Do zagadnienia tego jeszcze wrócimy. W tym miejscu należy bowiem przejść do kwestii wspomnianej w tytule prowokacji, która, choć wątpliwa moralnie, jest – jak słusznie zwraca się uwagę w doktrynie prawa – odpowiedzią na obawy społeczeństwa przed przestępczością zorganizowaną oraz przed różnego rodzaju, niewystępującymi wcześniej zjawiskami kryminalnymi jak terroryzm czy handel żywym towarem. Skłoniło to ustawodawcę, nie tylko zresztą polskiego do wprowadzenia wielu metod pozyskiwania dowodów w sposób nazwijmy to niekonwencjonalny, którymi organy ścigania starają się przyszpilić przestępców. Nie bez powodu używamy takiego sformułowania. Celem, ale i uzasadnieniem stosowania prowokacji (zakupu kontrolowanego), jest bowiem potwierdzenie faktu popełnienia przestępstwa. Wszystkie, dosyć liczne ustawy, w których zawarta jest tego rodzaju regulacja, jako podstawowy warunek wszczęcia procedury uzyskania zgody sądu na wykorzystanie danej metody, dekretują ten, aby istniały już wiarygodne informacje o popełnionym przestępstwie. Bez istnienia takich danych, stosowanie prowokacji lub zakupu kontrolowanego, jest w polskim systemie prawnym zabronione. Zabronione, ponieważ nie ma zgody na to, by organy państwa testowały uczciwość swych obywateli.

Wiążą się z tym jednak pewne, bardzo istotne konsekwencje. Wśród nich na pierwszym miejscu trzeba wskazać tę, iż co do zasady dowody uzyskane w trakcie prowokacji (zakupu kontrolowanego), nie mogą służyć formułowaniu zarzutu o popełnienie innego, kolejnego przestępstwa poza tym, które było podstawą zgody sądu. Nie może być nim (a zwłaszcza wyłącznie) przestępstwo sprowokowane. Oczywiście, warunek ów bardzo często jest trudny do utrzymania, zwłaszcza gdy w grę wchodzi kwestia ciągłości zachowań lub podobieństwo czynów. W takich przypadkach z uzyskanego materiału dowodowego nie sposób wyłączyć tych, które wskazują na kolejne, równie groźne przestępstwo. Niemniej bez dbałości o respektowanie powyższej zasady nie uchronimy się przed problemami, jakie były udziałem organów ścigania w sprawie, która do pewnego stopnia stała się kanwą tych rozważań.

▸ Zapisane rekordy:
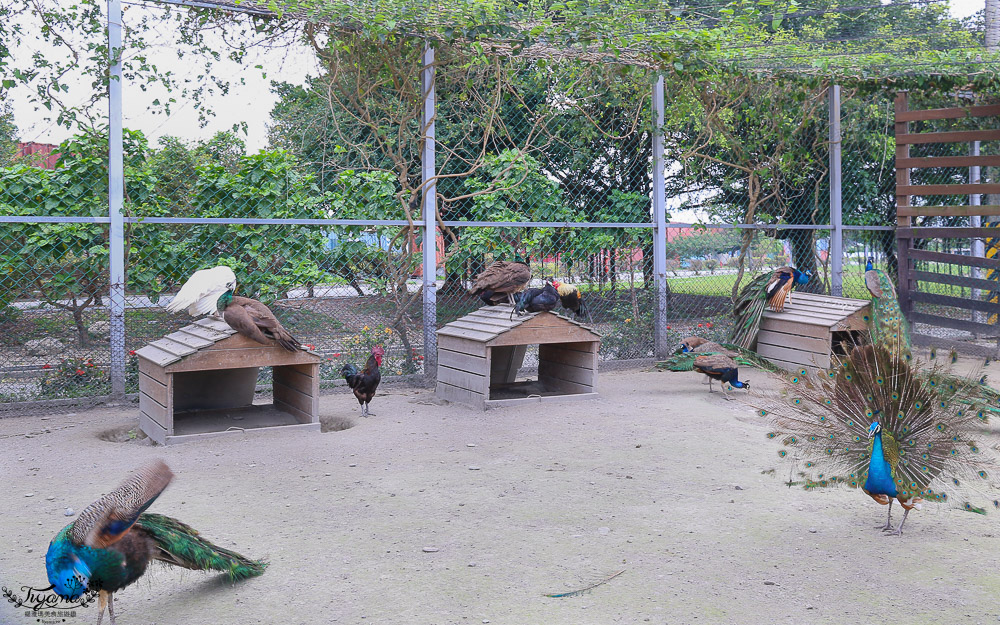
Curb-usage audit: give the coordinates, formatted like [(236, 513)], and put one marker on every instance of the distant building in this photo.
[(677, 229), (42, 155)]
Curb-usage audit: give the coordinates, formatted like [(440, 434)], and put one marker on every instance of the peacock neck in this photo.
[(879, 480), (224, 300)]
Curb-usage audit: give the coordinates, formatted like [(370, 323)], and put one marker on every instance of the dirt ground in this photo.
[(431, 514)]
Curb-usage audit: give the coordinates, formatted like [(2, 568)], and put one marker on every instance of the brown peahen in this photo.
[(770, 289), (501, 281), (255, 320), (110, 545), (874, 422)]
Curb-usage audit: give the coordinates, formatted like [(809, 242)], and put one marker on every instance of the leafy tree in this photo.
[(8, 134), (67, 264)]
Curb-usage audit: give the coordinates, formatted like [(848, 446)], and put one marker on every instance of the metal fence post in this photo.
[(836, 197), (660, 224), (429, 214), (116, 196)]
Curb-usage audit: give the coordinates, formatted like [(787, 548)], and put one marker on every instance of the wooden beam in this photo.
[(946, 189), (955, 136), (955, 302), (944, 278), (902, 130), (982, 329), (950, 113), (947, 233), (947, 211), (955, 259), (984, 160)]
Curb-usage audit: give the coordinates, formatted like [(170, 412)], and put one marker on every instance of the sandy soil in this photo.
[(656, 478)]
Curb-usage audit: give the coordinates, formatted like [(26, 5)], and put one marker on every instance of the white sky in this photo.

...

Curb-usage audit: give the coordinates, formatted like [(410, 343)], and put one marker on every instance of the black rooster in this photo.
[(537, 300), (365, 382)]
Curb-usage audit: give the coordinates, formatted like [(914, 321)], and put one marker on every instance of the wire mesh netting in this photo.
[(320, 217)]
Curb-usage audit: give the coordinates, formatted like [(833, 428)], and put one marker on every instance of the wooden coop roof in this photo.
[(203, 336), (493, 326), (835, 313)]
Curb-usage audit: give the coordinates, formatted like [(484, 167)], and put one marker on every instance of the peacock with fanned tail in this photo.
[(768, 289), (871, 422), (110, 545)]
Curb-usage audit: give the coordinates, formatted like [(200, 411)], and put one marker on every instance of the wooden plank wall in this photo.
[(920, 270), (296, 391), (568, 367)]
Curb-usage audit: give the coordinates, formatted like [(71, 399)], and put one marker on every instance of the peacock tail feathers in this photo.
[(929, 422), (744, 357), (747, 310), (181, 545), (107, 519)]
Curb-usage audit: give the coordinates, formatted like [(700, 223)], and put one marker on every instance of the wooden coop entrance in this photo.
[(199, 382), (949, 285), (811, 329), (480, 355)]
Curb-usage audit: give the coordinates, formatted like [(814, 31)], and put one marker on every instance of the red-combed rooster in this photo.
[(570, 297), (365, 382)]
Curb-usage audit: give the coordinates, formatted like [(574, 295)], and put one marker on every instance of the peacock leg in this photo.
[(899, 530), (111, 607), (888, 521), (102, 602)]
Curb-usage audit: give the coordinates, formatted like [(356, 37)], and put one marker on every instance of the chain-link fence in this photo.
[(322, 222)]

▸ Twoje zadanie:
Przepisz słowo w słowo fragment tekstu o prowokacji. Zacznij od miejsca ze słowami „Wiążą się z”, a skończ po słowach „kanwą tych rozważań.”.

▸ Odpowiedź:
Wiążą się z tym jednak pewne, bardzo istotne konsekwencje. Wśród nich na pierwszym miejscu trzeba wskazać tę, iż co do zasady dowody uzyskane w trakcie prowokacji (zakupu kontrolowanego), nie mogą służyć formułowaniu zarzutu o popełnienie innego, kolejnego przestępstwa poza tym, które było podstawą zgody sądu. Nie może być nim (a zwłaszcza wyłącznie) przestępstwo sprowokowane. Oczywiście, warunek ów bardzo często jest trudny do utrzymania, zwłaszcza gdy w grę wchodzi kwestia ciągłości zachowań lub podobieństwo czynów. W takich przypadkach z uzyskanego materiału dowodowego nie sposób wyłączyć tych, które wskazują na kolejne, równie groźne przestępstwo. Niemniej bez dbałości o respektowanie powyższej zasady nie uchronimy się przed problemami, jakie były udziałem organów ścigania w sprawie, która do pewnego stopnia stała się kanwą tych rozważań.